> **Task goal**
Reproduce all records below exactly.

Stored data:
┌──

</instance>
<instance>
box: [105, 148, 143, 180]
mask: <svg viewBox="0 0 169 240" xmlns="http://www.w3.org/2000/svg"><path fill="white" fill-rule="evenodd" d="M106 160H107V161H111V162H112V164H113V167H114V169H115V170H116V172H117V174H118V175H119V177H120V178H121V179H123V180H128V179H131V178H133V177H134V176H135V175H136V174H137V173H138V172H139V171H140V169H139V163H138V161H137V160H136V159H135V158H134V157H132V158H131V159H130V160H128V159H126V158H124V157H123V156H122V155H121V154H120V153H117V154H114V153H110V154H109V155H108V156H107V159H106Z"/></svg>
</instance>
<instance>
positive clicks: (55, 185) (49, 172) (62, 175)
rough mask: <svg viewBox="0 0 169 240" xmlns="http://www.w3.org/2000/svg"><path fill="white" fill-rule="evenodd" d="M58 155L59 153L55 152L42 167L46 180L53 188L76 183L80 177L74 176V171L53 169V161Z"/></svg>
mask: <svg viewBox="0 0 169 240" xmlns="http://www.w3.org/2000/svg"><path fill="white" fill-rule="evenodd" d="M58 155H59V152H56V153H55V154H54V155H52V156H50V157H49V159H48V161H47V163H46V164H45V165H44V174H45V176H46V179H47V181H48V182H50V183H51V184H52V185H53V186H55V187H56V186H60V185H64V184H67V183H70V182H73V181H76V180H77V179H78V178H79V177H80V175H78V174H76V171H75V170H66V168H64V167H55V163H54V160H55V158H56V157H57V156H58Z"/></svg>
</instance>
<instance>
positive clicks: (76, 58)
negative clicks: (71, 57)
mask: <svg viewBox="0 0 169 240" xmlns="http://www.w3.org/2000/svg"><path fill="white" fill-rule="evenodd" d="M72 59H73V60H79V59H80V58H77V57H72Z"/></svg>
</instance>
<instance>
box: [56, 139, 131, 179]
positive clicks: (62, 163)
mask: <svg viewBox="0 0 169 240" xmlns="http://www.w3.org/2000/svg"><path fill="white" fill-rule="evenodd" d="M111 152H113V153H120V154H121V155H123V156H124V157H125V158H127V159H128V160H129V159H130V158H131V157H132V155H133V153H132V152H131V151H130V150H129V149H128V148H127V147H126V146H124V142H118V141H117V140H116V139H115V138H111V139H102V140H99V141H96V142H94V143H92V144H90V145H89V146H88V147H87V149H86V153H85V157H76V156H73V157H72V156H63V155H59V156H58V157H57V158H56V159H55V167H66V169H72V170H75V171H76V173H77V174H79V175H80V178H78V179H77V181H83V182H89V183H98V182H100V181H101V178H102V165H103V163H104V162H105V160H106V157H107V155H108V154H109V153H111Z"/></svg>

└──

> **Exercise result**
</instance>
<instance>
box: [105, 148, 143, 180]
mask: <svg viewBox="0 0 169 240" xmlns="http://www.w3.org/2000/svg"><path fill="white" fill-rule="evenodd" d="M106 160H107V161H111V162H112V164H113V167H114V169H115V170H116V172H117V174H118V175H119V177H120V178H121V179H123V180H128V179H131V178H133V177H134V176H135V175H136V174H137V173H138V172H139V171H140V169H139V163H138V161H137V160H136V159H135V158H134V157H132V158H131V159H130V160H128V159H126V158H124V157H123V156H122V155H121V154H120V153H117V154H114V153H110V154H109V155H108V156H107V159H106Z"/></svg>
</instance>
<instance>
positive clicks: (55, 185) (49, 172) (62, 175)
rough mask: <svg viewBox="0 0 169 240" xmlns="http://www.w3.org/2000/svg"><path fill="white" fill-rule="evenodd" d="M58 155L59 153L55 152L42 167L46 180L53 188L76 183L80 177L74 176V171L53 169V161Z"/></svg>
mask: <svg viewBox="0 0 169 240" xmlns="http://www.w3.org/2000/svg"><path fill="white" fill-rule="evenodd" d="M58 155H59V152H56V153H55V154H54V155H52V156H50V157H49V159H48V161H47V163H46V164H45V165H44V174H45V176H46V179H47V181H48V182H50V183H51V184H52V185H53V186H55V187H56V186H60V185H64V184H67V183H70V182H73V181H76V180H77V179H78V178H79V177H80V175H78V174H76V171H75V170H66V168H64V167H55V163H54V160H55V158H56V157H57V156H58Z"/></svg>
</instance>
<instance>
positive clicks: (76, 58)
negative clicks: (71, 57)
mask: <svg viewBox="0 0 169 240" xmlns="http://www.w3.org/2000/svg"><path fill="white" fill-rule="evenodd" d="M72 59H73V60H79V59H80V58H77V57H72Z"/></svg>
</instance>
<instance>
box: [56, 139, 131, 179]
positive clicks: (62, 163)
mask: <svg viewBox="0 0 169 240" xmlns="http://www.w3.org/2000/svg"><path fill="white" fill-rule="evenodd" d="M111 152H113V153H120V154H121V155H123V156H124V157H125V158H127V159H128V160H129V159H130V158H131V157H132V155H133V153H132V152H131V151H130V150H129V149H128V148H127V147H126V146H124V142H118V141H117V140H116V139H115V138H111V139H102V140H99V141H96V142H94V143H92V144H90V145H89V146H88V147H87V149H86V153H85V157H76V156H73V157H72V156H63V155H59V156H58V157H57V158H56V159H55V167H66V169H72V170H75V171H76V173H77V174H79V175H80V178H78V179H77V181H83V182H89V183H98V182H100V181H101V178H102V165H103V163H104V162H105V160H106V157H107V155H108V154H109V153H111Z"/></svg>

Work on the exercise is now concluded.